Schreiben Sie aus dem Ausgangstext zu den geplanten Straßenblockaden in Magdeburg den Abschnitt von „Magdeburgs aktueller Oberbürgermeister“ bis einschließlich „nicht viel übrig.“ wortgetreu ab.

**Ausgangstext**
· · · ·

Mittlerweile scheint ihm die Aufmerksamkeit zu gefallen. Er denkt darüber
nach, für das Amt des Oberbürgermeisters zu kandidieren.
Magdeburgs aktueller Oberbürgermeister Lutz Trümper (SPD) distanziert sich
von den geplanten Straßenblockaden. Wendenkampf sagt, Trümper versuche, die
Blockaden in der Öffentlichkeit als illegal darzustellen. Für dessen „Meile
der Demokratie“ hat er nicht viel übrig.

· · · ·

**Bereitgestellte Einträge**
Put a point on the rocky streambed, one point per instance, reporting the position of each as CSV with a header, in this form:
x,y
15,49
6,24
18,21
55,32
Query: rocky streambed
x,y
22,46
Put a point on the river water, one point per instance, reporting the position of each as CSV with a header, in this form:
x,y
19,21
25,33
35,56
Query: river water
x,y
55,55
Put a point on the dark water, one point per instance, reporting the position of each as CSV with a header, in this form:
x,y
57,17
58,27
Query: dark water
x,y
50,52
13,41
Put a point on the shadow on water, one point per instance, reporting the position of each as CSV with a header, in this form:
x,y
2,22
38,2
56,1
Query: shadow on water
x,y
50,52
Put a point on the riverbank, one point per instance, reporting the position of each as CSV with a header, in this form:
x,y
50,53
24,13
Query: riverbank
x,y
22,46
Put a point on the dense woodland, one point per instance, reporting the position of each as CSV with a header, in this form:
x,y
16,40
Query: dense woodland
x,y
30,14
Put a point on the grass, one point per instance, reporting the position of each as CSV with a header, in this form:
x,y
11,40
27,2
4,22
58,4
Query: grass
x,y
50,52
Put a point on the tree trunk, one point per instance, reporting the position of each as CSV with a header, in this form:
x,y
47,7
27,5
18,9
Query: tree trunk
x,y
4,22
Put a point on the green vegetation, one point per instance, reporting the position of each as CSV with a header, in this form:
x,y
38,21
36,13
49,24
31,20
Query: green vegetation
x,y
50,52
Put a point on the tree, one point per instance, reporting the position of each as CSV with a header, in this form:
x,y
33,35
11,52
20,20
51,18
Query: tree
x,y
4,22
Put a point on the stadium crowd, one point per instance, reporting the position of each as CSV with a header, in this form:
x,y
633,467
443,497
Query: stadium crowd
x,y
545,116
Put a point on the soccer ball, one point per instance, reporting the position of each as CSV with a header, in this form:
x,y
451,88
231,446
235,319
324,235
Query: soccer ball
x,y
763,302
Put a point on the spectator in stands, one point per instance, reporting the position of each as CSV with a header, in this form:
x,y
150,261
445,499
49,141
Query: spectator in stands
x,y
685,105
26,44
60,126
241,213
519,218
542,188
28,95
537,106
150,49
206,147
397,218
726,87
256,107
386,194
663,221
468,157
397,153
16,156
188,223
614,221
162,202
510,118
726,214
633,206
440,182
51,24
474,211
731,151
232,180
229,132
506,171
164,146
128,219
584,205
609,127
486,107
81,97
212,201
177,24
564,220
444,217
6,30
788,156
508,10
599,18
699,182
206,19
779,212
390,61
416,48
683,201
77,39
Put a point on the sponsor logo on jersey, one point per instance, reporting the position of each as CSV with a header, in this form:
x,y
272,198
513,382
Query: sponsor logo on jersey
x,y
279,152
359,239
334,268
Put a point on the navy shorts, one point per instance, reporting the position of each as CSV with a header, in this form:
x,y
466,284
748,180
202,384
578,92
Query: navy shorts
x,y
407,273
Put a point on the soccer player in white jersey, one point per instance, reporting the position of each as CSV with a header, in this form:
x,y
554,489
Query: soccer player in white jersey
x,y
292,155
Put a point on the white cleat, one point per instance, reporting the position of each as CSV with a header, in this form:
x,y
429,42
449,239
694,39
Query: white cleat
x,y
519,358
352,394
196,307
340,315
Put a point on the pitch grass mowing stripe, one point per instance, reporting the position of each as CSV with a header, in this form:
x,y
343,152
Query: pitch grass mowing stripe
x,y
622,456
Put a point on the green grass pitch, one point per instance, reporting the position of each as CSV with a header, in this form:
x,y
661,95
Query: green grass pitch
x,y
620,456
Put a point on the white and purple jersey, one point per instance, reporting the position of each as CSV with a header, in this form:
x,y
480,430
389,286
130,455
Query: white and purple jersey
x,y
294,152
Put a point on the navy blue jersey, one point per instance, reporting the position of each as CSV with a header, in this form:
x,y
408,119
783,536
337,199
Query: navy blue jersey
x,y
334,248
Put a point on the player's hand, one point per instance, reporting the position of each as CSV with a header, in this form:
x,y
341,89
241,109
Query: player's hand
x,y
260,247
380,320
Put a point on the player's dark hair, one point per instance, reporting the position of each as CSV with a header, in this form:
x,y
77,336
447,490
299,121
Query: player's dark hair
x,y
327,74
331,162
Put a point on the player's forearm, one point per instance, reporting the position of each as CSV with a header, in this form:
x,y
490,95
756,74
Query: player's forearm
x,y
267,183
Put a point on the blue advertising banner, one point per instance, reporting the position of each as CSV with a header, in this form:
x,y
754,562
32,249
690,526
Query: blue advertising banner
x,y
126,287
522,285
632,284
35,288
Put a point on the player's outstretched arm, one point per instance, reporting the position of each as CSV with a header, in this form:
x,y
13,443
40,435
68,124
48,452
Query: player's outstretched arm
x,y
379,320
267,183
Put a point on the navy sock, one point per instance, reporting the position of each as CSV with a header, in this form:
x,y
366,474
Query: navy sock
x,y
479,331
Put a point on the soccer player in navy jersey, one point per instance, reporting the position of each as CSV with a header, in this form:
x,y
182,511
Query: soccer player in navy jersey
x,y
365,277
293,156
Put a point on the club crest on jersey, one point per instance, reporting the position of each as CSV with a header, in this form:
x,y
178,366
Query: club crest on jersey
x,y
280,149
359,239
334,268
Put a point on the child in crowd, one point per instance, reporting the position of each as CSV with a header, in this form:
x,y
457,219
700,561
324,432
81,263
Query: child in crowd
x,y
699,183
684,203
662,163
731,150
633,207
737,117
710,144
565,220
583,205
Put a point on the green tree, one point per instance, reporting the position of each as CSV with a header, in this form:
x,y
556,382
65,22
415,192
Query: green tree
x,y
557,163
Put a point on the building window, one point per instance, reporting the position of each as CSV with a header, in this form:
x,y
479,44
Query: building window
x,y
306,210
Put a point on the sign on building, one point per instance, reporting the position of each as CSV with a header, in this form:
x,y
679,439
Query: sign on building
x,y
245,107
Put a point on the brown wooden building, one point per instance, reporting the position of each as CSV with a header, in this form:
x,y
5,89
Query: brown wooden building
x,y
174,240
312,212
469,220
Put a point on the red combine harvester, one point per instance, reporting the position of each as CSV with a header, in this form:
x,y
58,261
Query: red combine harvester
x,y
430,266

· · · ·

**Ergebnis der Übung**
Magdeburgs aktueller Oberbürgermeister Lutz Trümper (SPD) distanziert sich
von den geplanten Straßenblockaden. Wendenkampf sagt, Trümper versuche, die
Blockaden in der Öffentlichkeit als illegal darzustellen. Für dessen „Meile
der Demokratie“ hat er nicht viel übrig.